* _Brief 1_:
From the post about the REPORT Act, list every word of two or more letters that is written entirely in capital letters.
* _Brief 2_:
Copy the post about the REPORT Act, starting with "This is not" and going on through "general, nonspecific advice.", but swap "advice" for "guidance" wherever it occurs.

* _Selected extract_:
[Start of section]

This is not a request for legal advice, and any responses in this topic should not be taken as legal advice.
This is a request for general, nonspecific advice.
This is really awkward to ask as my first topic here on Meta, but I haven’t found any decent answers. I was in the process of figuring out how to delete illegal content from my S3 backups if I ever have to, and I made the unfortunate(?) decision of “consulting” ChatGPT if I should be aware of any laws that might be related to this… which led me down this rabbit hole.
Background
Last year, the US Congress passed the REPORT Act, which imposes requirements on providers to report instances of CSAM to the NCMEC (National Center for Missing and Exploited Children) CyberTipline, and retain this content up to a year. From my limited understanding, “providers” include anyone who is hosting a Discourse forum, since we are an “electronic communication service provider or remote computing service”.

[End of section]

* _Provided information_:
[Start of section]

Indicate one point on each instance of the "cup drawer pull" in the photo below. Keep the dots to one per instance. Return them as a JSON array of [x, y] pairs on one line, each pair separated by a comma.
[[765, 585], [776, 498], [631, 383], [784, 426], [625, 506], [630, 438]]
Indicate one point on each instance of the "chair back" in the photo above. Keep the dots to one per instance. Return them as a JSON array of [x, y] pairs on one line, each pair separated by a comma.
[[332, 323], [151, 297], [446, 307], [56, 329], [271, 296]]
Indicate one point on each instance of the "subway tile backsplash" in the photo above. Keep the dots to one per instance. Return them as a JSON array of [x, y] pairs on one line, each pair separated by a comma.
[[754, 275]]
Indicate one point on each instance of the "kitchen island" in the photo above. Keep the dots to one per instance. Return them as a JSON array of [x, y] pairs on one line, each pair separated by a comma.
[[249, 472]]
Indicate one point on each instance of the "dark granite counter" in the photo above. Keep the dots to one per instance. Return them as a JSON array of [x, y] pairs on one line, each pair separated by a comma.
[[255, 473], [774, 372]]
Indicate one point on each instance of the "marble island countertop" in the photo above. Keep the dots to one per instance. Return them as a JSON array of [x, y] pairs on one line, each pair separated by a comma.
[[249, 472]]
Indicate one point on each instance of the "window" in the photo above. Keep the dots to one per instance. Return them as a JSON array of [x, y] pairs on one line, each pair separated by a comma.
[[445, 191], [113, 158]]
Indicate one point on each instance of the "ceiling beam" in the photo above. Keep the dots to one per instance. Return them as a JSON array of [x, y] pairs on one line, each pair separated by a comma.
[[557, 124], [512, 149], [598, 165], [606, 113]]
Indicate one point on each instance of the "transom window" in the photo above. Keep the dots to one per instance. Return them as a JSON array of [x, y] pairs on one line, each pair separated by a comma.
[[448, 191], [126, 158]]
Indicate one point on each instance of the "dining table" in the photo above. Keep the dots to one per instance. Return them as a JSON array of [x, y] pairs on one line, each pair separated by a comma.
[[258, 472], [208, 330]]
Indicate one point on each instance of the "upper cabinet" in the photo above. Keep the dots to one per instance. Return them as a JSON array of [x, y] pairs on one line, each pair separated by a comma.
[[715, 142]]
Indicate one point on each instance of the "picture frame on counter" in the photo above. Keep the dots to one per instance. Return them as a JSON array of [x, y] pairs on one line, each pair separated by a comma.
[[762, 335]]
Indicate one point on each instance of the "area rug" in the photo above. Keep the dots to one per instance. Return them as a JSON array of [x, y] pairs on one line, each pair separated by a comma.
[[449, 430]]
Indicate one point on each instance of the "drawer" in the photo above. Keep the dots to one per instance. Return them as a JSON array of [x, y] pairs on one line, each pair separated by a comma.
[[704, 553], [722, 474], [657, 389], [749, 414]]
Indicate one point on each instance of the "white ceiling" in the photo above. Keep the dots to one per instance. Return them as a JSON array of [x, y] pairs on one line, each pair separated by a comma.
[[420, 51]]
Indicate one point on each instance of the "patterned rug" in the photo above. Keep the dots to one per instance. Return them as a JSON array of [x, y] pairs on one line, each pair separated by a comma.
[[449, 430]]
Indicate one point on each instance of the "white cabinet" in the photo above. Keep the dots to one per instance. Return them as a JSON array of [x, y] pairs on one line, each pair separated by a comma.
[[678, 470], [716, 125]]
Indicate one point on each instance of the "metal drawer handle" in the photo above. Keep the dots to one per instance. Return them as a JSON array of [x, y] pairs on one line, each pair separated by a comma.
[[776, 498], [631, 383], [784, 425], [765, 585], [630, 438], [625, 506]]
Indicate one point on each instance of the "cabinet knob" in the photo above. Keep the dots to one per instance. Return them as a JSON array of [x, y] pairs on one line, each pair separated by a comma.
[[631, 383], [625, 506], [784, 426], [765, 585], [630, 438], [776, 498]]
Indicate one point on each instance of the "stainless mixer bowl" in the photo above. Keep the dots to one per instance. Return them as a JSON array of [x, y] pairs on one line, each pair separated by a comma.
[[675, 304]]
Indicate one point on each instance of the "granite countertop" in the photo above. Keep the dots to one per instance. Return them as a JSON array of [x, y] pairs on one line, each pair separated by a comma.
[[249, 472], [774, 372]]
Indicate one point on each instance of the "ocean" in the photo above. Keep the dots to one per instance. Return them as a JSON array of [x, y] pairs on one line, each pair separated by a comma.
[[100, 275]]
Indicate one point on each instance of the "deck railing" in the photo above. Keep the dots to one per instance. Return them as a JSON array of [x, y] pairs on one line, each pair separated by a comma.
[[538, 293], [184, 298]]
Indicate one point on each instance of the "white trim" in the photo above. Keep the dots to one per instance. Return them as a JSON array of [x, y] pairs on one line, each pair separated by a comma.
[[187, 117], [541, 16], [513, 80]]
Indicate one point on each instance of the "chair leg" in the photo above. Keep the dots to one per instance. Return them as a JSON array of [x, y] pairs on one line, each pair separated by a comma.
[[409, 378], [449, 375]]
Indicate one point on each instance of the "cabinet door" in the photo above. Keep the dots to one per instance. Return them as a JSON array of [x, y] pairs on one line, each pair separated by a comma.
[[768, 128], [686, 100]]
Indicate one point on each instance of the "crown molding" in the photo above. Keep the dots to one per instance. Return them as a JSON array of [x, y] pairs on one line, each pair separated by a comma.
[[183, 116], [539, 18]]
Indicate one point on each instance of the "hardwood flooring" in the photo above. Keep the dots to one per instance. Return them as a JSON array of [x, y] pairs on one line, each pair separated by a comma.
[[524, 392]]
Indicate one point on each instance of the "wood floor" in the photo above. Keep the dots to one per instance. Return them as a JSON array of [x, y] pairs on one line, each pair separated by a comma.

[End of section]

* _Exercise result 1_:
US, REPORT, CSAM, NCMEC

* _Exercise result 2_:
This is not a request for legal guidance, and any responses in this topic should not be taken as legal guidance.
This is a request for general, nonspecific guidance.